BEGIN Data for this exercise
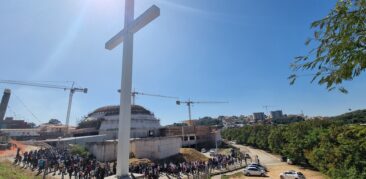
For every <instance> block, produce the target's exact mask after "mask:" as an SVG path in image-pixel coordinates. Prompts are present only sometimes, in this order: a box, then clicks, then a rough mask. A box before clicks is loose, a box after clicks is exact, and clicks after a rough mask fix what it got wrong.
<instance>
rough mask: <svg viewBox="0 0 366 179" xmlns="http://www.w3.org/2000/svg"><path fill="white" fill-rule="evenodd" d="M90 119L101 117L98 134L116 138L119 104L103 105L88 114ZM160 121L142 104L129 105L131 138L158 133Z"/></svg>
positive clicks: (152, 113) (130, 130)
mask: <svg viewBox="0 0 366 179" xmlns="http://www.w3.org/2000/svg"><path fill="white" fill-rule="evenodd" d="M88 118H90V119H102V124H101V126H100V128H99V134H106V135H107V136H108V137H109V139H117V138H118V137H117V136H118V135H117V134H118V125H119V106H118V105H115V106H104V107H101V108H98V109H96V110H95V111H93V112H92V113H90V114H89V115H88ZM160 128H161V125H160V121H159V120H158V119H156V118H155V116H154V114H153V113H152V112H150V111H149V110H147V109H145V108H144V107H142V106H138V105H132V106H131V130H130V137H131V138H144V137H152V136H158V135H159V129H160Z"/></svg>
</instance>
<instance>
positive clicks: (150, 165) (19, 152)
mask: <svg viewBox="0 0 366 179" xmlns="http://www.w3.org/2000/svg"><path fill="white" fill-rule="evenodd" d="M243 160H245V157H244V158H243V157H242V156H241V155H237V153H235V152H231V154H229V155H221V154H216V155H214V156H212V158H210V159H209V160H208V161H206V162H204V161H191V162H161V163H149V164H138V165H130V168H129V170H130V172H131V173H136V174H142V175H144V176H145V177H147V178H149V179H155V178H159V177H160V176H162V175H169V176H173V177H174V178H181V177H182V176H183V175H200V174H207V173H212V172H213V171H214V170H225V169H227V167H229V166H233V165H242V163H243ZM245 163H246V160H245ZM14 164H18V165H22V166H23V167H24V168H29V169H32V170H33V171H35V170H37V171H38V174H37V175H61V176H62V178H67V177H68V178H70V179H71V178H75V179H103V178H104V177H106V176H110V175H114V174H116V167H117V166H116V162H98V161H97V160H96V159H94V158H93V157H92V156H88V157H82V156H80V155H78V154H71V152H70V151H69V150H67V149H57V148H48V149H40V150H34V151H29V152H24V153H23V154H22V155H21V154H20V151H19V150H18V151H17V154H16V157H15V160H14Z"/></svg>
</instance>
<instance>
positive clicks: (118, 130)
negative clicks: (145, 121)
mask: <svg viewBox="0 0 366 179" xmlns="http://www.w3.org/2000/svg"><path fill="white" fill-rule="evenodd" d="M156 8H157V7H156V6H155V10H154V8H153V9H152V10H150V9H149V10H148V11H147V12H145V13H144V14H143V15H142V16H141V17H139V18H137V20H136V21H134V0H126V4H125V21H124V22H125V24H124V30H122V31H125V32H124V33H122V34H117V36H114V37H113V38H112V39H111V40H110V41H108V42H107V43H106V45H105V47H106V48H107V49H109V50H111V49H113V48H114V47H116V46H117V45H118V44H120V43H122V41H124V45H123V62H122V79H121V93H120V94H121V96H120V116H119V117H120V118H119V121H120V122H119V124H118V126H119V130H118V141H119V142H118V152H117V176H119V177H123V176H126V177H127V176H128V159H129V142H128V141H129V139H130V128H131V127H130V126H131V96H130V95H131V88H132V56H133V33H134V32H135V31H137V30H139V29H138V28H137V29H136V27H139V28H142V27H144V26H145V25H146V24H147V23H149V22H150V21H152V20H153V19H155V18H156V17H157V16H159V14H160V10H159V8H157V10H156ZM156 11H159V13H158V14H157V15H156V16H155V17H154V12H156ZM151 12H152V13H151ZM136 23H137V24H138V25H135V27H133V26H131V25H133V24H136ZM134 30H135V31H134Z"/></svg>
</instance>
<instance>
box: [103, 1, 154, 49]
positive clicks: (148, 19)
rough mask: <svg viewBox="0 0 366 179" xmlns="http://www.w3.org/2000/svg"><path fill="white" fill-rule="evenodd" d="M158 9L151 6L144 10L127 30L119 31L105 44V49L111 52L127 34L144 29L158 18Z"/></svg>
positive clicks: (128, 25)
mask: <svg viewBox="0 0 366 179" xmlns="http://www.w3.org/2000/svg"><path fill="white" fill-rule="evenodd" d="M159 15H160V9H159V8H158V7H157V6H155V5H153V6H151V7H150V8H149V9H148V10H146V11H145V12H144V13H143V14H142V15H141V16H139V17H138V18H137V19H136V20H134V21H133V22H132V23H131V24H130V25H128V27H127V28H124V29H123V30H121V31H120V32H119V33H118V34H116V35H115V36H114V37H112V38H111V39H110V40H109V41H108V42H107V43H106V44H105V48H106V49H108V50H112V49H113V48H115V47H116V46H117V45H119V44H120V43H122V42H123V39H124V38H125V36H126V35H127V33H129V32H130V33H136V32H137V31H139V30H140V29H142V28H143V27H145V26H146V25H147V24H148V23H150V22H151V21H153V20H154V19H156V18H157V17H159Z"/></svg>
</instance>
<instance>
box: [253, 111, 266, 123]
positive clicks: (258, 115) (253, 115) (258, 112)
END Data for this exercise
Activity — In the transcription, every picture is to be excluded and the records above given again exactly.

Answer area —
For every <instance> block, produce the target's exact mask after "mask:" as an SVG path in image-pixel coordinates. Prompts are present only sometimes, in this order: a box, then clicks, then a rough mask. A box before clicks is loose, a box after clicks is exact, and clicks after a rough mask fix what it got wrong.
<instance>
rough mask: <svg viewBox="0 0 366 179" xmlns="http://www.w3.org/2000/svg"><path fill="white" fill-rule="evenodd" d="M90 119L101 117L98 134L116 138L119 104L103 105L88 114ZM160 121L142 104L129 105L131 138L158 133Z"/></svg>
positive clicks: (152, 113) (130, 130)
mask: <svg viewBox="0 0 366 179" xmlns="http://www.w3.org/2000/svg"><path fill="white" fill-rule="evenodd" d="M88 118H90V119H102V124H101V126H100V128H99V134H106V135H107V136H108V137H109V139H117V138H118V137H117V136H118V135H117V134H118V125H119V106H118V105H115V106H104V107H101V108H98V109H96V110H95V111H93V112H92V113H90V114H89V115H88ZM160 128H161V125H160V121H159V120H158V119H156V118H155V116H154V114H153V113H152V112H150V111H149V110H147V109H145V108H144V107H142V106H138V105H132V106H131V130H130V137H131V138H144V137H152V136H158V135H159V129H160Z"/></svg>
</instance>
<instance>
positive clicks: (150, 165) (19, 152)
mask: <svg viewBox="0 0 366 179" xmlns="http://www.w3.org/2000/svg"><path fill="white" fill-rule="evenodd" d="M243 160H245V157H244V158H243V157H242V156H241V155H237V153H235V152H231V154H229V155H221V154H216V155H214V156H212V158H210V159H209V160H208V161H206V162H204V161H191V162H161V163H149V164H138V165H130V168H129V170H130V172H131V173H136V174H142V175H144V176H145V177H147V178H149V179H155V178H159V177H160V176H162V175H169V176H173V177H174V178H181V177H182V176H183V175H200V174H207V173H212V172H213V171H214V170H225V169H227V167H229V166H233V165H242V163H243ZM245 163H246V160H245ZM14 164H18V165H22V166H23V167H24V168H29V169H32V170H33V171H35V170H37V171H38V174H37V175H61V176H62V178H67V177H68V178H70V179H71V178H75V179H103V178H104V177H106V176H110V175H114V174H116V167H117V166H116V162H98V161H97V160H96V159H94V158H93V157H92V156H88V157H82V156H80V155H78V154H71V152H70V151H69V150H67V149H57V148H48V149H40V150H34V151H29V152H24V153H23V154H22V155H21V154H20V151H19V150H18V151H17V154H16V157H15V160H14Z"/></svg>
</instance>
<instance>
positive clicks: (118, 130)
negative clicks: (145, 121)
mask: <svg viewBox="0 0 366 179" xmlns="http://www.w3.org/2000/svg"><path fill="white" fill-rule="evenodd" d="M156 8H157V7H156V6H155V10H154V8H153V9H152V10H150V9H149V10H148V11H147V12H145V13H144V14H143V15H142V16H141V17H139V18H137V20H136V21H134V0H126V4H125V21H124V22H125V24H124V30H122V31H125V32H124V33H122V34H117V36H114V37H113V38H112V39H111V40H110V41H108V42H107V43H106V45H105V47H106V48H107V49H109V50H111V49H113V48H114V47H116V46H117V45H118V44H120V43H122V41H124V45H123V62H122V79H121V93H120V94H121V96H120V116H119V117H120V118H119V121H120V122H119V124H118V126H119V130H118V141H119V142H118V152H117V176H119V177H123V176H126V177H127V176H128V159H129V142H128V141H129V139H130V128H131V127H130V126H131V96H130V95H131V88H132V56H133V33H134V32H135V31H137V30H139V29H138V28H137V29H136V27H139V28H142V27H144V26H145V25H146V24H147V23H149V22H150V21H152V20H153V19H155V18H156V17H157V16H159V14H160V10H159V8H157V10H156ZM156 11H159V13H158V14H157V15H156V16H155V17H154V12H156ZM151 12H152V13H151ZM136 23H137V24H138V25H135V27H133V26H131V25H133V24H136ZM134 30H135V31H134Z"/></svg>
</instance>
<instance>
box: [103, 1, 154, 49]
positive clicks: (148, 19)
rough mask: <svg viewBox="0 0 366 179" xmlns="http://www.w3.org/2000/svg"><path fill="white" fill-rule="evenodd" d="M158 9L151 6L144 10L127 30L119 31L105 44V49L111 52L127 34L144 29L158 18Z"/></svg>
positive clicks: (128, 25)
mask: <svg viewBox="0 0 366 179" xmlns="http://www.w3.org/2000/svg"><path fill="white" fill-rule="evenodd" d="M159 15H160V9H159V8H158V7H157V6H155V5H153V6H151V7H150V8H149V9H148V10H146V11H145V12H144V13H143V14H142V15H141V16H139V17H138V18H137V19H136V20H134V21H133V22H132V23H131V24H130V25H128V27H127V28H124V29H123V30H121V31H120V32H119V33H118V34H116V35H115V36H114V37H112V38H111V39H110V40H109V41H108V42H107V43H106V44H105V48H106V49H108V50H112V49H113V48H115V47H116V46H117V45H119V44H120V43H122V42H123V39H124V38H125V36H126V35H127V33H129V32H130V33H136V32H137V31H139V30H140V29H142V28H143V27H145V26H146V25H147V24H148V23H150V22H151V21H153V20H154V19H156V18H157V17H159Z"/></svg>
</instance>
<instance>
box: [253, 111, 266, 123]
positive clicks: (258, 115) (253, 115) (258, 112)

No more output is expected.